# Oatmeal, Milk & Honey Fragrance Oil



## Stacykins (Jun 29, 2009)

Does anyone know of a place that sells a good/awesome Oatmeal, Milk & Honey Fragrance Oil? My past batches of soap have used EO, but now I want to try out FO. And I think that is a fragrance that would please men and women (my housemates who want me to make the soap, rofl, they weren't helpful when I asked for scent suggestions). 

How much FO do you use per pound of oils? I know how much for EO, but not for FO. 

Thanks!


----------



## heyjude (Jun 29, 2009)

My family loves the omh from BrambleBerry. I use it at 1 0z. per pound.
I know lots of others here use between .5 and .75 per pound.

Jude


----------



## carebear (Jun 29, 2009)

I like the  OMH from The Scent Works (at 0.7 oz ppo) but I just found Buzzy Bumble Buttermilk Bath from Oregon Trails http://www.oregontrailsoaps.com/fragranceAE.html which is AMAZING - less cloying.


----------



## Milla (Jun 30, 2009)

I got mine from Sweet Cakes (0.7 oz ppo).  It looks like it's their best seller.  Yummy!  Everyone I know loves this scent.


----------



## Guest (Jun 30, 2009)

::::

» Work to complete
1) Restate the paragraph of the fragrance oil thread that begins "Does anyone know of a place" in fewer words, keeping its main facts.
2) Carry the fragrance oil thread forward from its last line.
The material has no connection to the fragrance oil thread.

» Data shown
::::

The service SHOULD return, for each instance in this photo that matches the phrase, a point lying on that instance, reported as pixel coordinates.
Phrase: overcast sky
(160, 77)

::::

» Results
1) Stacykins is looking for a seller of a good Oatmeal, Milk & Honey fragrance oil. Earlier soap batches used essential oils, but now Stacykins wants to try a fragrance oil and thinks this scent would please both men and women. The housemates who want the soap made gave no useful scent suggestions.

2)
I love the one I got at Voyageur Soap and Candle , but am going to try others out .

Kitn


----------



## artisan soaps (Jun 30, 2009)

..


----------



## ilovedoxies (Jun 30, 2009)

I have omh from soapsupplies.net and use .5 per lb.  I like it very much.


----------



## honor435 (Jul 7, 2009)

ive tried three, bram, ng, peak, bram the best so far.


----------



## nickjuly (Jul 7, 2009)

tried brambleberry. My family loves it, haven't tried any others yet.


----------



## twilightluver (Jul 7, 2009)

bram IS awesome...I also love the FO from tennesee candle supplies...OMG...


----------



## oldragbagger (Jul 11, 2009)

I got mine from Camden Grey and everyone likes it as well.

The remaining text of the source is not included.